### PROBLEM DETAILS
Select and copy out every line in the records containing "heron".

### PROVIDED RECORDS
- - -
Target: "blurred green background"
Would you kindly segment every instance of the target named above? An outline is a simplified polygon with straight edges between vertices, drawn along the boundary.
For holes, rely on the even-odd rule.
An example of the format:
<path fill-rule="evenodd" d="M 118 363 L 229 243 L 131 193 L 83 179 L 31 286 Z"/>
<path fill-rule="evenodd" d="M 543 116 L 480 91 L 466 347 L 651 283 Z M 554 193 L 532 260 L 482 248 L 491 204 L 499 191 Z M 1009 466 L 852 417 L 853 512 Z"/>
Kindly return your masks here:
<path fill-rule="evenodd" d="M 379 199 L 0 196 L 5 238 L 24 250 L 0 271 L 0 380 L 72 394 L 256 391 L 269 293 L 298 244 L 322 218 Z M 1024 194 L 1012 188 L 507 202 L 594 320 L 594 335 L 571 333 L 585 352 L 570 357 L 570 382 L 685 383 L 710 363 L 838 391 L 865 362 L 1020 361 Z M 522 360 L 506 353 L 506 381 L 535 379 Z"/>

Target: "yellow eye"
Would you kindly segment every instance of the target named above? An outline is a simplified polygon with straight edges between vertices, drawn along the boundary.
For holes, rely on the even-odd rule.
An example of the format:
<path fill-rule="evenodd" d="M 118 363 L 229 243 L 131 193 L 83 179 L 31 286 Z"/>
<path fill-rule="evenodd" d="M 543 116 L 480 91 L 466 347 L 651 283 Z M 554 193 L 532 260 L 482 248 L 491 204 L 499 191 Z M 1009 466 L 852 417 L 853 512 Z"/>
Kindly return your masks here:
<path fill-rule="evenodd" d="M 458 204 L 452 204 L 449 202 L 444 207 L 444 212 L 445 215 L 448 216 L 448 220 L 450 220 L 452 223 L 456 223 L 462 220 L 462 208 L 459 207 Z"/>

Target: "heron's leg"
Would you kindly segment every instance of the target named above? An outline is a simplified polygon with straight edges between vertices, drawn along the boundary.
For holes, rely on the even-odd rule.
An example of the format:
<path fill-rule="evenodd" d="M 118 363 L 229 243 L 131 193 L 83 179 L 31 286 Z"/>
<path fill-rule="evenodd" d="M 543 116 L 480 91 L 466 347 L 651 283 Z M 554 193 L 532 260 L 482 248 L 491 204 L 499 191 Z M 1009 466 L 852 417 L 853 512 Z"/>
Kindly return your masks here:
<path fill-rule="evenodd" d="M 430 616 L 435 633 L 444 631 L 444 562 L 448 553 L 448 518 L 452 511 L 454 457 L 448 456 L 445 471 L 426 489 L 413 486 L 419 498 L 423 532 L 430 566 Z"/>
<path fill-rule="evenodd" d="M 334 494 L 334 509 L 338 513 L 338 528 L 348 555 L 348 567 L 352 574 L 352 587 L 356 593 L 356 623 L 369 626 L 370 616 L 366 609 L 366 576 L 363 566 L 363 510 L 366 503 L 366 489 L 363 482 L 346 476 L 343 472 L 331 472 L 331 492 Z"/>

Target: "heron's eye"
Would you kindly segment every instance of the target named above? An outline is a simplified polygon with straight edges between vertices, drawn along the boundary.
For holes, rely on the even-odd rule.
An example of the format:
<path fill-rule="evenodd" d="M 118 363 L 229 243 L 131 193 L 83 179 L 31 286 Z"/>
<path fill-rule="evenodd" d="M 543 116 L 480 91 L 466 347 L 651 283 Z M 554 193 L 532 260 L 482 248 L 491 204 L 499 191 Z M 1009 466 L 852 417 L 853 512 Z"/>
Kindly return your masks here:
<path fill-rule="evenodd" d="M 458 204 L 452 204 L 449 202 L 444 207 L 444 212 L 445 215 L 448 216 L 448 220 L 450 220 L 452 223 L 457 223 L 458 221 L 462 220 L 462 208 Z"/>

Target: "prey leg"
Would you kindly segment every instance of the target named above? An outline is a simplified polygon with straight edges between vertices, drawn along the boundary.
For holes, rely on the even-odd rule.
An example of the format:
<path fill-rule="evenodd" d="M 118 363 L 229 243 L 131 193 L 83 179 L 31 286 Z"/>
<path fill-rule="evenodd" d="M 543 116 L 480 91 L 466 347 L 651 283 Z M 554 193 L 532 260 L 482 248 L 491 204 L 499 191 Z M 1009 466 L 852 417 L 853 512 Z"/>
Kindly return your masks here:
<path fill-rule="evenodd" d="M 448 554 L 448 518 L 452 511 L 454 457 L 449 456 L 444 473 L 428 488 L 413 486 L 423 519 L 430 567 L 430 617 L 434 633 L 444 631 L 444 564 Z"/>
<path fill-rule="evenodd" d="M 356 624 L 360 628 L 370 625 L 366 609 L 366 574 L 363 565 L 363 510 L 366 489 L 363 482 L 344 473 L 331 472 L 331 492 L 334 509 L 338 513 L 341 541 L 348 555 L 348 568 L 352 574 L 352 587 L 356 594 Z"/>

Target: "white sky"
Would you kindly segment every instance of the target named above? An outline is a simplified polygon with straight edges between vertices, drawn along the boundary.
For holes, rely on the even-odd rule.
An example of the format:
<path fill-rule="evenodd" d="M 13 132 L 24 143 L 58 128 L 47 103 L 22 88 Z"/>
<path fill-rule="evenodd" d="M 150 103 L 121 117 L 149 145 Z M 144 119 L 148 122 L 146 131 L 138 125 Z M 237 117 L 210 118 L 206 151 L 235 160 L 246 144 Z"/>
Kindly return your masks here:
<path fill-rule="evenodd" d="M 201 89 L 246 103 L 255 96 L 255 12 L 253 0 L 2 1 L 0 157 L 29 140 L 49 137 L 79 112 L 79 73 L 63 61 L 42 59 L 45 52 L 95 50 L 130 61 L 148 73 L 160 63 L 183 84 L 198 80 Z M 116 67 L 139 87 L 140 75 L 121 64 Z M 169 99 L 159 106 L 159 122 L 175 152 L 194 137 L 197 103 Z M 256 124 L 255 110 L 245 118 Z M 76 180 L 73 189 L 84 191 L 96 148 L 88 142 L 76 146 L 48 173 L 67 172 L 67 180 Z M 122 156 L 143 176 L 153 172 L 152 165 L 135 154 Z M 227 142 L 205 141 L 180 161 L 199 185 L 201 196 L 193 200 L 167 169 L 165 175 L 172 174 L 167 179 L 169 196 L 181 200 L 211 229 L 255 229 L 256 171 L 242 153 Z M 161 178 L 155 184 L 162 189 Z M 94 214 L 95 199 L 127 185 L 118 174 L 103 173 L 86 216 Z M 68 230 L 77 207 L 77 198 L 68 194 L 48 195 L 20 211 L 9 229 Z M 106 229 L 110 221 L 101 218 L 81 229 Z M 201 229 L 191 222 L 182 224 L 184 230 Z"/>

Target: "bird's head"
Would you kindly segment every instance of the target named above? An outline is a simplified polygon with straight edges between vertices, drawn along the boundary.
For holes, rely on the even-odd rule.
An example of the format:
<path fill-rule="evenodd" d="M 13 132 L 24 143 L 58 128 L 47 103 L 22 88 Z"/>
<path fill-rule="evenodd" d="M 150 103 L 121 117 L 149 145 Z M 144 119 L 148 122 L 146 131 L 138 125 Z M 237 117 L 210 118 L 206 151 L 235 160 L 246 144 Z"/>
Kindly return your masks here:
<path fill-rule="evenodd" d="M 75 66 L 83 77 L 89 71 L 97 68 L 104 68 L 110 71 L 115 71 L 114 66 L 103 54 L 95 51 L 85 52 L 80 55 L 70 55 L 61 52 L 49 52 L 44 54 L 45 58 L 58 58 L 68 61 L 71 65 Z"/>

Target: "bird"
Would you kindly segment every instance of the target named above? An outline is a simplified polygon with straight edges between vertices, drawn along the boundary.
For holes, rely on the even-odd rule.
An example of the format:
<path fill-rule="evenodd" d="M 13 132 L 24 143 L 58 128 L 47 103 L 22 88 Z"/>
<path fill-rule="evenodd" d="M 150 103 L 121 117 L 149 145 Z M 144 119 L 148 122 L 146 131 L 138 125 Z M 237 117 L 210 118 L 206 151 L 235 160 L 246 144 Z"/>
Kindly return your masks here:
- - -
### THE COMPLETED TASK
Target: "heron's leg"
Target: "heron's eye"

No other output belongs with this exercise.